→ EXERCISE INSTRUCTIONS
Begin at the line of the entries below that has "Each instance of the forehead" and stop after the last line of the entries. Write out only those lines again, requests included, with every x and y coordinate in the answers multiplied by 0.6 and rounded to a whole number, halves rounded up.

→ DATA SUPPLIED

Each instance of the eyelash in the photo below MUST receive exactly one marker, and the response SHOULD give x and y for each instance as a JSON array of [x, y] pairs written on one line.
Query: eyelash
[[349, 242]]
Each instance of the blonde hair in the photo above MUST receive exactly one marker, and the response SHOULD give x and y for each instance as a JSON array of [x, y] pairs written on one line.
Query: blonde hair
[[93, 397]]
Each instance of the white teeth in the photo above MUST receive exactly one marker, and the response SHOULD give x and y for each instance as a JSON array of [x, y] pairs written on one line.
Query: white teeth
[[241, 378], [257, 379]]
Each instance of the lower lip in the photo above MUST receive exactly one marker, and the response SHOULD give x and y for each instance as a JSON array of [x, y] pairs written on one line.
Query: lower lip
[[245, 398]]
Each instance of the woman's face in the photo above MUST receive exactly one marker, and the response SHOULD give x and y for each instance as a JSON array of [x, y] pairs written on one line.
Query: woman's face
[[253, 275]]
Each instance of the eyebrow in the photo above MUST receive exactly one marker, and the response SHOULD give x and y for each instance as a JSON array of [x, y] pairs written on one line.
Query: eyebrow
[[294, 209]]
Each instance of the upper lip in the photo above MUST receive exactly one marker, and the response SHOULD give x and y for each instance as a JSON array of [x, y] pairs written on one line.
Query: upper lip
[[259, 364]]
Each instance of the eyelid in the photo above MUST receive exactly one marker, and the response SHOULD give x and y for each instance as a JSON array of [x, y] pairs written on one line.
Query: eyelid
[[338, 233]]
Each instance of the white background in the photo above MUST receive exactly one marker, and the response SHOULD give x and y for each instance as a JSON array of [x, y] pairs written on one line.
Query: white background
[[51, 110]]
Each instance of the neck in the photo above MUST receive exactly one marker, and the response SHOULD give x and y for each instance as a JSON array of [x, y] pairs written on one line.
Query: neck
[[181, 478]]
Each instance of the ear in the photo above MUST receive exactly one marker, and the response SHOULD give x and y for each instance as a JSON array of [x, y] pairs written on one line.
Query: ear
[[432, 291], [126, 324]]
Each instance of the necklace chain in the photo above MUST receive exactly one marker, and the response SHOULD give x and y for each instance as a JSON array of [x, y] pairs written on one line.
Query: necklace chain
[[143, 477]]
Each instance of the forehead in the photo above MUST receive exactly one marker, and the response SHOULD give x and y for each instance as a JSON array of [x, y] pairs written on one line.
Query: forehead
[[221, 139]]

→ RESPONSE FOR THIS EXERCISE
Each instance of the forehead in the photo above MUST receive exactly one marker, and the response SHOULD give x and y for each instance as a JSON array of [x, y] pairs written on one line.
Query: forehead
[[133, 83]]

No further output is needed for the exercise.